DATA FOR THE TASK:
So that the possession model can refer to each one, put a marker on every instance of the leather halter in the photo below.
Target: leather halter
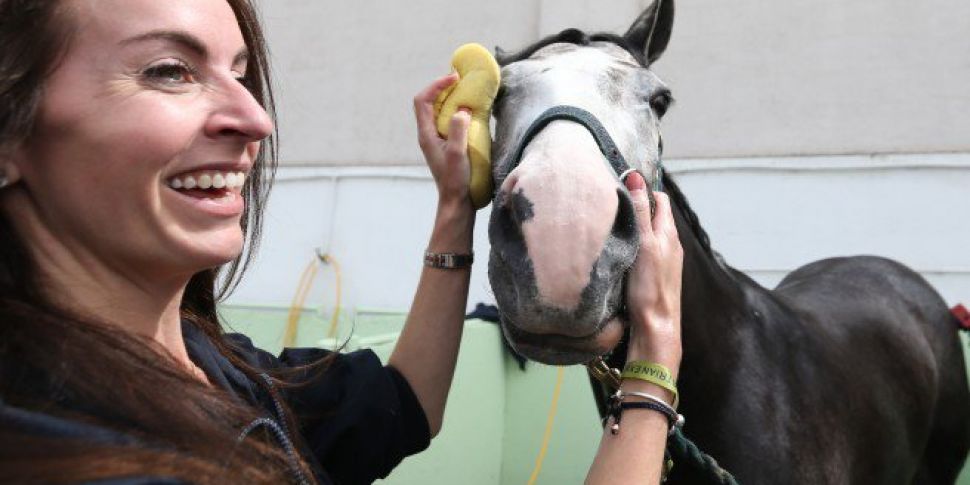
(587, 120)
(597, 367)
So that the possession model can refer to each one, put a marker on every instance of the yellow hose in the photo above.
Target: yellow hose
(335, 318)
(299, 299)
(550, 419)
(296, 307)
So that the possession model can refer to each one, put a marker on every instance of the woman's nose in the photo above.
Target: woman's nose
(237, 113)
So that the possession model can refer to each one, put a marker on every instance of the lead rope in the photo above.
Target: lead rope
(679, 447)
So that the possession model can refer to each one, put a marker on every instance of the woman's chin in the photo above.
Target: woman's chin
(206, 251)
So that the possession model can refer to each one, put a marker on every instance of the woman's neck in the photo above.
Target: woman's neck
(125, 295)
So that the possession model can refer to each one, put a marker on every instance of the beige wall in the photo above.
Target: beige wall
(751, 77)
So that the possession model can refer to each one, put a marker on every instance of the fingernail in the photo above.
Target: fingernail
(634, 181)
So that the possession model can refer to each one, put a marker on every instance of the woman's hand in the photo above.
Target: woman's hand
(653, 290)
(447, 158)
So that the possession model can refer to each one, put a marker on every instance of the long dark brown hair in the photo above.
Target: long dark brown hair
(85, 371)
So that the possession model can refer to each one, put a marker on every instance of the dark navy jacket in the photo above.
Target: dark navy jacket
(357, 419)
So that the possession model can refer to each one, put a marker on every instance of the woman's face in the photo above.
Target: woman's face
(144, 135)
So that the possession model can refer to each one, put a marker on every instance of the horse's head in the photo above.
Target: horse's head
(563, 230)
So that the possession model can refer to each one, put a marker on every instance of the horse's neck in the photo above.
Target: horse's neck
(714, 304)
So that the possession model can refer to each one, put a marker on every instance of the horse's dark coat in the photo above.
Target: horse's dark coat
(850, 371)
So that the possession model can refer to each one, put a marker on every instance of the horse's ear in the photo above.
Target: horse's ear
(651, 30)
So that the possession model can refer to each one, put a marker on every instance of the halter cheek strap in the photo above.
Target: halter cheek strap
(585, 119)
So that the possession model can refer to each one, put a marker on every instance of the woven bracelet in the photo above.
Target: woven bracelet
(652, 373)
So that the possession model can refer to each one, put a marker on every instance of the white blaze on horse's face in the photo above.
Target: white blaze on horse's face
(572, 216)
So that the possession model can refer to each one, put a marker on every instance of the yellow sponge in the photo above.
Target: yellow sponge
(479, 78)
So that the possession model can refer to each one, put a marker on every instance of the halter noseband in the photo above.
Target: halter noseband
(585, 119)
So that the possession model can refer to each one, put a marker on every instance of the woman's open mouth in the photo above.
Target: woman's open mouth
(214, 191)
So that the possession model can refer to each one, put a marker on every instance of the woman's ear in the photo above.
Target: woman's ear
(9, 171)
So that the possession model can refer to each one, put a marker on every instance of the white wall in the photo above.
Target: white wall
(765, 215)
(780, 109)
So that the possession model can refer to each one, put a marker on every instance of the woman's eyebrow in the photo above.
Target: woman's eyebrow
(184, 39)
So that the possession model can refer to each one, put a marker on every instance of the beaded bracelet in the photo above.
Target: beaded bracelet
(652, 402)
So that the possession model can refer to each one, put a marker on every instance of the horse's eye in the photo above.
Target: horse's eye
(660, 102)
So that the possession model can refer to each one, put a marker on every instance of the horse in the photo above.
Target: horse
(850, 371)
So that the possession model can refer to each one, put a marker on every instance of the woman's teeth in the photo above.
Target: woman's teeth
(209, 180)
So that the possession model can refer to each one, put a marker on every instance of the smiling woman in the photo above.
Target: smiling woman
(135, 155)
(136, 150)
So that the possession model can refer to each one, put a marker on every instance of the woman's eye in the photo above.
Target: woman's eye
(170, 74)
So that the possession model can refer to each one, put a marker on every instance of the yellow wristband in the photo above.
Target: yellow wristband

SHORT PROBLEM: Rewrite the stretch from the line containing "wristband in the photo above." through the end of the records, replacing "wristband" with "bracelet" and leaving everything else unchanged.

CORRECT RESULT:
So that the possession model can refer to each one, put a marker on every instance of the yellow bracelet in the photo above.
Target: yellow bracelet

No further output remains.